# Data provided
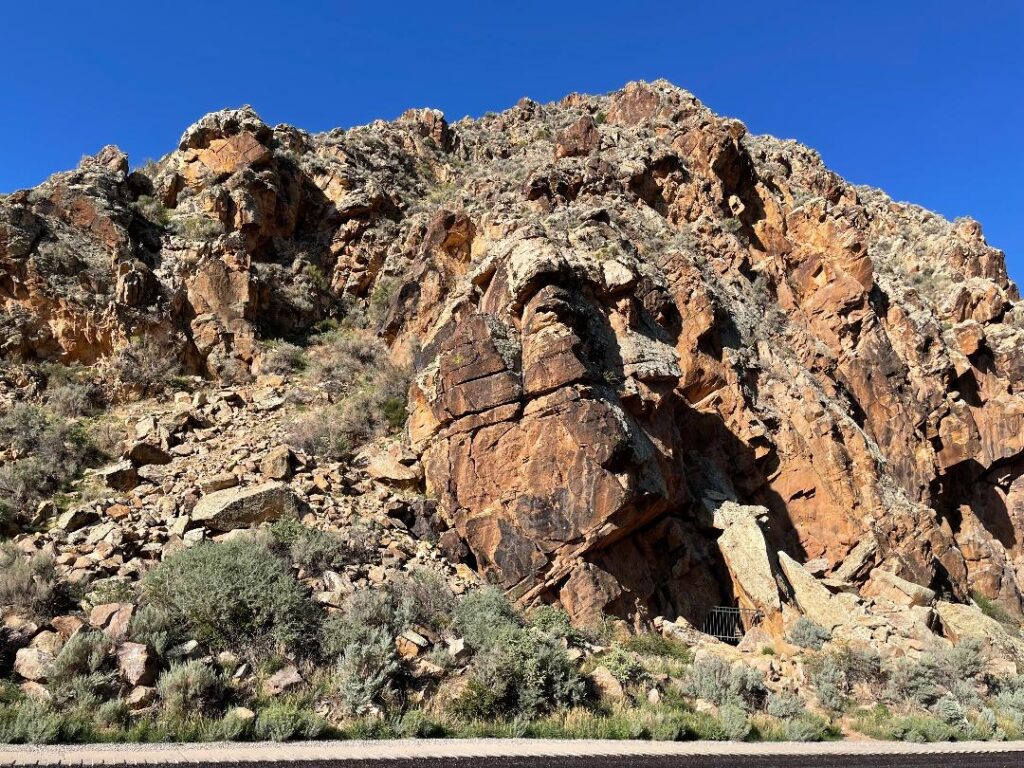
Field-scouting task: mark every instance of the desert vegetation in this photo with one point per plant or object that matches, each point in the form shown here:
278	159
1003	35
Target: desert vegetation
225	643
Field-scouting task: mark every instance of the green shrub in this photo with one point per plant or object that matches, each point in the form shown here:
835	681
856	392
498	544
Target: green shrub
316	432
50	453
189	688
145	368
520	674
31	585
283	357
417	724
156	627
232	728
316	550
354	369
784	706
484	616
86	652
283	721
992	609
32	721
830	685
380	299
366	672
714	680
556	623
914	681
950	712
232	592
807	727
649	644
807	634
734	722
624	666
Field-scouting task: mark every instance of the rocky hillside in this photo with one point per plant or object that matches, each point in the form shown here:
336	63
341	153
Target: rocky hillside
657	364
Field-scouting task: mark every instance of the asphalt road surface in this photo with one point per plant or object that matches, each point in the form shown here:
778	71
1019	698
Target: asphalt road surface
991	760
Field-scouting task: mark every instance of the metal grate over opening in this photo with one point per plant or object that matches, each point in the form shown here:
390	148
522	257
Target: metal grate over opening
730	624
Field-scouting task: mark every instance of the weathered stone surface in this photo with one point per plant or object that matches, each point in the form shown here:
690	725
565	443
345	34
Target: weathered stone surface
814	600
32	664
745	554
140	697
230	509
76	518
607	688
283	680
120	476
142	454
883	584
113	619
278	464
613	313
967	622
136	664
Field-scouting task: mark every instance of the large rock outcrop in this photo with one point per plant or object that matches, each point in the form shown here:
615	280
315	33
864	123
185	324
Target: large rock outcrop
608	301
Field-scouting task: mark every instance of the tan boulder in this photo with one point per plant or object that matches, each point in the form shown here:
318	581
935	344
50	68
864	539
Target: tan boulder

# Work to complete
Copy out the listing above word for word, leaving out the pictures.

# Answer to the task
Field-scouting task: mark every instance of the desert vegetation in this photo with one point per plant or object that matches, each point in the form shown here:
278	159
1003	35
Target: desert vegetation
225	643
Field-scouting task: mark every instance of the green shrub in this photo with one point per plant or object that matches, each point in the form shown here:
835	681
856	392
498	544
Target: green shrub
316	432
50	453
189	688
145	368
520	674
31	585
283	357
417	724
156	627
232	728
316	550
354	369
784	706
484	616
86	652
283	721
992	609
32	721
830	685
380	299
366	672
714	680
556	623
914	681
950	712
232	592
807	727
649	644
807	634
734	722
624	666
Field-scouting task: mark every instance of the rocky hillside in this photo with one point per plant or object that matches, each point in the form shown here:
336	63
341	153
Target: rocky hillside
657	364
Field-scouting task: mark every instance of the asphalt road surface in this photo with one point per plant or object that matches, each point in the form shown here:
778	71
1019	698
Target: asphalt road surface
991	760
Field-scouting task: mark every instance of the metal grate over opening in this photo with one point per plant or object that matches, each point in the form shown here:
390	148
522	257
Target: metal grate over opening
730	624
Field-scouting task: mark every instance of the weathered stone surface in this photo with one point per plant or object that matches, each point in the form shown here:
690	725
565	443
345	34
Target: weathered stone surface
814	600
32	664
745	554
140	697
230	509
76	518
607	688
283	680
120	476
142	454
883	584
113	619
278	464
613	313
967	622
136	664
Field-scouting task: mark every instance of the large rock outcrop in this photo with one point per plant or object that matches, each point in the form shown here:
615	280
315	33
864	123
185	324
Target: large rock outcrop
608	301
Field-scouting task: mark every instance of the tan boulder in this photo with one point per plant or object that matches, each point in the form shown here:
318	581
935	344
50	68
864	539
Target: tan boulder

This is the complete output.